List every line in the records below that contains the word "surface".

SUPPLIED RECORDS:
——

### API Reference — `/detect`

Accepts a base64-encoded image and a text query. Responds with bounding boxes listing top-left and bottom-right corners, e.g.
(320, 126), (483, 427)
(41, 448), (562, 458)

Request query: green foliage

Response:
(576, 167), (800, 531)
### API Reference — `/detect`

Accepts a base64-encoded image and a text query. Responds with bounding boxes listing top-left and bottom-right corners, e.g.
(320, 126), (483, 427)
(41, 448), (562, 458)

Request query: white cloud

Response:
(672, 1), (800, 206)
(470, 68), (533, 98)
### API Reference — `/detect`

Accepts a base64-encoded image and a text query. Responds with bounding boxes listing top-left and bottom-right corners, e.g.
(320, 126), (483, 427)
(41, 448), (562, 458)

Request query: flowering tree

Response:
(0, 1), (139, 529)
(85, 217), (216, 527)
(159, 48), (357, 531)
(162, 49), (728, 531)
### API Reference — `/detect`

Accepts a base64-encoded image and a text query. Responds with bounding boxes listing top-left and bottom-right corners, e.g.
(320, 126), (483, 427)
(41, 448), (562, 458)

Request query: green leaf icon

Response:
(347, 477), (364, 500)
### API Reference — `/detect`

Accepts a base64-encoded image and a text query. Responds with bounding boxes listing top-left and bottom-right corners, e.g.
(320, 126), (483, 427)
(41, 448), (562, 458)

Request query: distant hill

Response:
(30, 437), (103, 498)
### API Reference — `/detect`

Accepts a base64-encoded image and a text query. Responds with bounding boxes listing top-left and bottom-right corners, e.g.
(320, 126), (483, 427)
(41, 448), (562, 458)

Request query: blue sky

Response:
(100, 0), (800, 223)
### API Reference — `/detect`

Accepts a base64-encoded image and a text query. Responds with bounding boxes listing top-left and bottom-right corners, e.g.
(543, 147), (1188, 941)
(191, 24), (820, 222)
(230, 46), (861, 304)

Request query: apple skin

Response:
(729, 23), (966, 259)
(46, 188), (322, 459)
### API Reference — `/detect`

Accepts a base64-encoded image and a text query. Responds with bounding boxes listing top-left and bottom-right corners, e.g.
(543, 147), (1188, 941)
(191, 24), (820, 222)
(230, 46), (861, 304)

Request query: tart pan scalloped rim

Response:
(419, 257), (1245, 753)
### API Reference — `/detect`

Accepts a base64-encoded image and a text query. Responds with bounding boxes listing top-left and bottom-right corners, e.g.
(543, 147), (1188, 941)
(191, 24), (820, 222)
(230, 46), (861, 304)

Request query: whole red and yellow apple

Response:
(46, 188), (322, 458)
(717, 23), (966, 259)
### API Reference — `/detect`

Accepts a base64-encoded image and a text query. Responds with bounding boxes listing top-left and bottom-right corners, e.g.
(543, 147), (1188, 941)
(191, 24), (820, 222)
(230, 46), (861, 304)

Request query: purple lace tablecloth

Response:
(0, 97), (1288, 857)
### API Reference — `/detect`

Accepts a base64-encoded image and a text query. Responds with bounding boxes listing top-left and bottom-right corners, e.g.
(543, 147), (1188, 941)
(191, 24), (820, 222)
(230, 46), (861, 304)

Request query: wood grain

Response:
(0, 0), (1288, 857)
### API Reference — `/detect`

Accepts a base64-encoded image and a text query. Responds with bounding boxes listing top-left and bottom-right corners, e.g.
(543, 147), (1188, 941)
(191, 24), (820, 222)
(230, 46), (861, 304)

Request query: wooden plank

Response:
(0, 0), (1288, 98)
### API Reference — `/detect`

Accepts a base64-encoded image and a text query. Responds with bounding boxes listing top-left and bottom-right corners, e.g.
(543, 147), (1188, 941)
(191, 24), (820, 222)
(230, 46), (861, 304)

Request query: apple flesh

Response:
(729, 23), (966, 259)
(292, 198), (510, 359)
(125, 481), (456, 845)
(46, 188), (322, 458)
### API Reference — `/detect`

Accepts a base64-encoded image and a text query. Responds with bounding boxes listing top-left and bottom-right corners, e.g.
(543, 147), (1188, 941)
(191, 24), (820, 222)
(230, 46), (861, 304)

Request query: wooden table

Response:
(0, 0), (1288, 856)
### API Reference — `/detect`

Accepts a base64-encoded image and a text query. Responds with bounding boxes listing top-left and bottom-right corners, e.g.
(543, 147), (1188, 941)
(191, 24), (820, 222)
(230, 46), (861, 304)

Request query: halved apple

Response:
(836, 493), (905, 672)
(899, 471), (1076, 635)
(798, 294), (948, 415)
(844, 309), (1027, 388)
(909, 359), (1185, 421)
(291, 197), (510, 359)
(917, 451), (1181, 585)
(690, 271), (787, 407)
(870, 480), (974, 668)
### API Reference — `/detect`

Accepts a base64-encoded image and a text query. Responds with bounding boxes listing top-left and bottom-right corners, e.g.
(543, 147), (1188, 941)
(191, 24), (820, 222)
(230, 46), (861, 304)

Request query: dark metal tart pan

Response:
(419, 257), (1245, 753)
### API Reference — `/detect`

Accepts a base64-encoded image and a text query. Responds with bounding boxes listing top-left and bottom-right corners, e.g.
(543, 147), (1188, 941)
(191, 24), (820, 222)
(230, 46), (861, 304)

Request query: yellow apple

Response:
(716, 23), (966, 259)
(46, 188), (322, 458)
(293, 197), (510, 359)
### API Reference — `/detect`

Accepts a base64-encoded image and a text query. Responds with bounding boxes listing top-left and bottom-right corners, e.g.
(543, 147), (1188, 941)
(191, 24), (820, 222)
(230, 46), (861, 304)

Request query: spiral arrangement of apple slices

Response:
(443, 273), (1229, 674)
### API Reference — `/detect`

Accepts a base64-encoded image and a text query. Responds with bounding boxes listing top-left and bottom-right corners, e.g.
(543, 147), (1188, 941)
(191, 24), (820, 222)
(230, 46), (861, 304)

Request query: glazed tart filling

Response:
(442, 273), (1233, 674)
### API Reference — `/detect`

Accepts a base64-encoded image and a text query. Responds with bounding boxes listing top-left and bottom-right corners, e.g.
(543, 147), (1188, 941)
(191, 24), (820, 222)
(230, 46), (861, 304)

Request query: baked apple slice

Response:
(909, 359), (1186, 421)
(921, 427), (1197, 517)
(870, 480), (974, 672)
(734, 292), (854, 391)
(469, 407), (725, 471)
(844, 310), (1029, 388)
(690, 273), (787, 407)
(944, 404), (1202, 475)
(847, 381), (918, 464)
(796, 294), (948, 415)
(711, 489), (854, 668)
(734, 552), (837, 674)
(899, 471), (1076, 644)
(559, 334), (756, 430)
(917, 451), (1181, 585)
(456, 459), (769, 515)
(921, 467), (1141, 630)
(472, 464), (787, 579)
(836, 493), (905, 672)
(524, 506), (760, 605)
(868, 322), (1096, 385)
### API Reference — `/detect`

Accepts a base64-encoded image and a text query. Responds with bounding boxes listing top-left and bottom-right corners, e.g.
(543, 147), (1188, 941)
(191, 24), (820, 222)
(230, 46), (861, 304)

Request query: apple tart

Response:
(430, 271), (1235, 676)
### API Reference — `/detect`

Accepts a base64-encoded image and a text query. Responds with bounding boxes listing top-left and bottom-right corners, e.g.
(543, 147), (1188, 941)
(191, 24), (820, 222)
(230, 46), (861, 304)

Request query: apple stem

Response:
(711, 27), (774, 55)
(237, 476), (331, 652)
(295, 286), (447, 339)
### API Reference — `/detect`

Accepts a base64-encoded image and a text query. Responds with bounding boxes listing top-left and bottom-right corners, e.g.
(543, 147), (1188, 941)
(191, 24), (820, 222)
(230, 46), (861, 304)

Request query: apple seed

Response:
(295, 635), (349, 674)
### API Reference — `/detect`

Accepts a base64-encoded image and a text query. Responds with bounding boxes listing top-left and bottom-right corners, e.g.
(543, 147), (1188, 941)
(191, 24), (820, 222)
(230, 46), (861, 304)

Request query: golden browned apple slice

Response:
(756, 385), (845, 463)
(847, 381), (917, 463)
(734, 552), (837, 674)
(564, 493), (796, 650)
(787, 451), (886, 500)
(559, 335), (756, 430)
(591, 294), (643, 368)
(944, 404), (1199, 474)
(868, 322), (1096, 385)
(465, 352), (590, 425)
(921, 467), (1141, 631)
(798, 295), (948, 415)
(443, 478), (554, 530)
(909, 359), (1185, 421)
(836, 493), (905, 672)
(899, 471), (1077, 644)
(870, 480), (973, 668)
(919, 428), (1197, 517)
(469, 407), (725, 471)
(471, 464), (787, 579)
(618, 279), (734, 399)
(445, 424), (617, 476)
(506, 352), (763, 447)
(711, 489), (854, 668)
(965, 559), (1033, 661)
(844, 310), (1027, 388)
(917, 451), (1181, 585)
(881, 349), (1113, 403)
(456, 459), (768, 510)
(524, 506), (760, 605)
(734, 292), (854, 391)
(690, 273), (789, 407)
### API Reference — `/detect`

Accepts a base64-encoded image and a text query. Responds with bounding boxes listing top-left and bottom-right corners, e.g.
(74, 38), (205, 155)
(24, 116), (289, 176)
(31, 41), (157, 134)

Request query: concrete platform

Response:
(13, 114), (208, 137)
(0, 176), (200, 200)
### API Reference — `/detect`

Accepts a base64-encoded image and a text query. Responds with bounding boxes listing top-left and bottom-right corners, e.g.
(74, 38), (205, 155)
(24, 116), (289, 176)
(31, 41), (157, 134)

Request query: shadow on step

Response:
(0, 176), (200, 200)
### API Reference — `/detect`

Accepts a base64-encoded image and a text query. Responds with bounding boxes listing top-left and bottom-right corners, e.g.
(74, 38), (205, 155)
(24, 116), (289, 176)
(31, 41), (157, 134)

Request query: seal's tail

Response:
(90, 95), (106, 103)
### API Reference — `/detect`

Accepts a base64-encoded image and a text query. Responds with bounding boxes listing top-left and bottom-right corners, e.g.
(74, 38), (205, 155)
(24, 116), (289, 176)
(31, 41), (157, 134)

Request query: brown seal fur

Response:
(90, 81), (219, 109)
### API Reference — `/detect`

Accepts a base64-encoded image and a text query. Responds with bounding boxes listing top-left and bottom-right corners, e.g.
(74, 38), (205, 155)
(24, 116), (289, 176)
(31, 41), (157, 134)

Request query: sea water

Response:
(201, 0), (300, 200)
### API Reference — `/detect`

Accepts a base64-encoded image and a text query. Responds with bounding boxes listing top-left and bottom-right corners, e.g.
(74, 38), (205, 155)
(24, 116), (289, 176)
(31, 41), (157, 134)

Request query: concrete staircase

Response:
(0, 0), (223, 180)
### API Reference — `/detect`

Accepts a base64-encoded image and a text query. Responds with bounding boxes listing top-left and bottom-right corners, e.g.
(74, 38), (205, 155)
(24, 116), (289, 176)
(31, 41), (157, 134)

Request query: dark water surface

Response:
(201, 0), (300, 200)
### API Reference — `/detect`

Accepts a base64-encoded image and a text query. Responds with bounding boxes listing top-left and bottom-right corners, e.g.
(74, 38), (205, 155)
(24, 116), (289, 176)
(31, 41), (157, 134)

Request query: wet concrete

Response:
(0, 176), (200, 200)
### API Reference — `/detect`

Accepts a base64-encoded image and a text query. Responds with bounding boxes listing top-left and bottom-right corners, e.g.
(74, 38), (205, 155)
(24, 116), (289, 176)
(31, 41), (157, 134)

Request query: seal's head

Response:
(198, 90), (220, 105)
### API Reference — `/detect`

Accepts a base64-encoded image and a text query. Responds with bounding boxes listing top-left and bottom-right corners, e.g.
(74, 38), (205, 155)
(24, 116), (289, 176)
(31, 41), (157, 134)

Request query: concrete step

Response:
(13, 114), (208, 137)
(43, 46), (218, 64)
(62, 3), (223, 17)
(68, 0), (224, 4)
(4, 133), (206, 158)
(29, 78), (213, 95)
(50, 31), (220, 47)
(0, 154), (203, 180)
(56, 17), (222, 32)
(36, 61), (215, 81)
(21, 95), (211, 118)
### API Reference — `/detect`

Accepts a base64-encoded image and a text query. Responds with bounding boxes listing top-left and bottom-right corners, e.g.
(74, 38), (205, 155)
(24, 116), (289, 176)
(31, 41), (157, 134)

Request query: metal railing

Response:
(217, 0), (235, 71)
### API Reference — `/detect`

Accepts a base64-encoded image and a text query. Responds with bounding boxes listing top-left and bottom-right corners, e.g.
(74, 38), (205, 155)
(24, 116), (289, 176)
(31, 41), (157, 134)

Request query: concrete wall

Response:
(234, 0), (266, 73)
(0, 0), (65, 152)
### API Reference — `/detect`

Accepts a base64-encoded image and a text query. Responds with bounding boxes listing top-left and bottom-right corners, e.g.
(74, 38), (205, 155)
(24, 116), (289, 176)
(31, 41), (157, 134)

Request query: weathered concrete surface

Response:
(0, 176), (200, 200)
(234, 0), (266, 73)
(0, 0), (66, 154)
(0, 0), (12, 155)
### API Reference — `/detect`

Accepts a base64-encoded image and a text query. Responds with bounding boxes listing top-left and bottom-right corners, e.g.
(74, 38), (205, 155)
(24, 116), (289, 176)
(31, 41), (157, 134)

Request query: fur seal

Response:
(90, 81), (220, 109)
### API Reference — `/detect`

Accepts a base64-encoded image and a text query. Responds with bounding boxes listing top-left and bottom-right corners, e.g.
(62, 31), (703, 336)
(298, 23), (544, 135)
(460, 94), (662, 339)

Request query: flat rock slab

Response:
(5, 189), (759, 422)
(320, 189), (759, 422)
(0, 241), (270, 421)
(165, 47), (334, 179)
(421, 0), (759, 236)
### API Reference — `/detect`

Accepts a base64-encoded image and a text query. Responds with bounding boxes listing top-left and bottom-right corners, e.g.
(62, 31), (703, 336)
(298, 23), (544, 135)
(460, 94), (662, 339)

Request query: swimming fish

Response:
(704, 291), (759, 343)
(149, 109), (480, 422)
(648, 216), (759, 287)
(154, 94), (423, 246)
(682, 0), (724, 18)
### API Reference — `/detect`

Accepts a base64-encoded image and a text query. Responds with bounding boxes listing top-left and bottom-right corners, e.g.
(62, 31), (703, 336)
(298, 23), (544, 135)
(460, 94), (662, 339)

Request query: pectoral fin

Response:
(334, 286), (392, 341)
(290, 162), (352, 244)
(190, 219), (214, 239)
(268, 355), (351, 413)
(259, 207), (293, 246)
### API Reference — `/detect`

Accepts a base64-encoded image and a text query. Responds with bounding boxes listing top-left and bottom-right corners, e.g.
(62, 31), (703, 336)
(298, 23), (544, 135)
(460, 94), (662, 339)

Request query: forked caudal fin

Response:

——

THE ANSWER:
Request query: dark water surface
Request query: weathered concrete surface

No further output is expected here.